## [Passage shown]
┌──

# Can't connect to internet using WiFi (through range extender)



## m0r0n3s (Aug 11, 2011)

[Solved]
Some of the walls in my house are so thick that the wireless signal from my router does not reach a couple of rooms. I got a wireless extender and did all the setup. I got every area of the house covered with a "fair" to "good" signal. Tested with a couple of laptops, my wife's iPhone and an iPad and everything connects perfectly, except for my fascinate.

The phone connects to the network, I get a correct ip, I can even ping other computers in the network but for some reason i cannot get internet access. The WiFi icon remains gray/white (instead of green).
This only happens when using the range extender, when I'm close to the wireless router I get connected, green icon and full speed internet access.

I tried pinging google by name or by ip and I always get 100% packet drop. Not really sure what's going on... :wub:

Any suggestions or ideas?

Forgot to mention I'm using CM7 build 80 with JT's 10/16 kernel

EDIT: Duh!!!, Mea culpa... I forgot that I had assigned static IP's to my desktop, work laptop and android phone so I could use VNC to remotely control the computers and make my life easier when sharing files. Looks like this was causing an issue with the range extender and I ended up connected to the local network but without internet access.


----------

└──

## [Supplied entries]
┌──

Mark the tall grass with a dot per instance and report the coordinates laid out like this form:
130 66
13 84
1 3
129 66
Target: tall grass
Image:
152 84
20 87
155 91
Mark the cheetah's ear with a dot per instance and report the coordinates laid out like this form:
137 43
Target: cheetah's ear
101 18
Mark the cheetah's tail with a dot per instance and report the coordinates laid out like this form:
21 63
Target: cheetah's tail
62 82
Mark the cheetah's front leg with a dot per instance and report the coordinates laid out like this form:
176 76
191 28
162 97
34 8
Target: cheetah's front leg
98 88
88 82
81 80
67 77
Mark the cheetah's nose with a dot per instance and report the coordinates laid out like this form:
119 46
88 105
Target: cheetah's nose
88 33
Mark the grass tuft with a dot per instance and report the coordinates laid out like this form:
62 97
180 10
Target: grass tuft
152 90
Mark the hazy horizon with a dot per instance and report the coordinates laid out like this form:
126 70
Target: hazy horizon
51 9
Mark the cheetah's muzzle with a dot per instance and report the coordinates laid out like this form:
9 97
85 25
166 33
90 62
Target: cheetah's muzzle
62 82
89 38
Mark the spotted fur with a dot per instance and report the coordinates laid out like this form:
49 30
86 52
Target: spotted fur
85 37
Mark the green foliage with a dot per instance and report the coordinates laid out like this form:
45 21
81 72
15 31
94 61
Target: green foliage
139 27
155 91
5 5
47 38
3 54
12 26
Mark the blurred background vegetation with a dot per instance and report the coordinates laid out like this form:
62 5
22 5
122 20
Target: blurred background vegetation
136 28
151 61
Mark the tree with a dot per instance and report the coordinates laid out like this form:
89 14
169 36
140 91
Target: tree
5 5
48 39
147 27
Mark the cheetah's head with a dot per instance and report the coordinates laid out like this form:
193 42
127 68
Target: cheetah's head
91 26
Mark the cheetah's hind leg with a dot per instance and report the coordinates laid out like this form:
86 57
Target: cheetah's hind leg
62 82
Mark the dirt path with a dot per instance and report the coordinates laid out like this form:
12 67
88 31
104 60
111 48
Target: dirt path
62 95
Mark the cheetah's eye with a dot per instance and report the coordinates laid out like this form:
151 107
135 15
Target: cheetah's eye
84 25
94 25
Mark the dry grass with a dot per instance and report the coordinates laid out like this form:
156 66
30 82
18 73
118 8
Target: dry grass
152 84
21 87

└──
┌──

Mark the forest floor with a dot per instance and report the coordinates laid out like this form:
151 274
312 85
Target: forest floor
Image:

└──

## [Do this]
Please retype the WiFi post from "Any suggestions or" up to and including "without internet access.". This material is separate from the WiFi post.

## [Solution]
Any suggestions or ideas?

Forgot to mention I'm using CM7 build 80 with JT's 10/16 kernel

EDIT: Duh!!!, Mea culpa... I forgot that I had assigned static IP's to my desktop, work laptop and android phone so I could use VNC to remotely control the computers and make my life easier when sharing files. Looks like this was causing an issue with the range extender and I ended up connected to the local network but without internet access.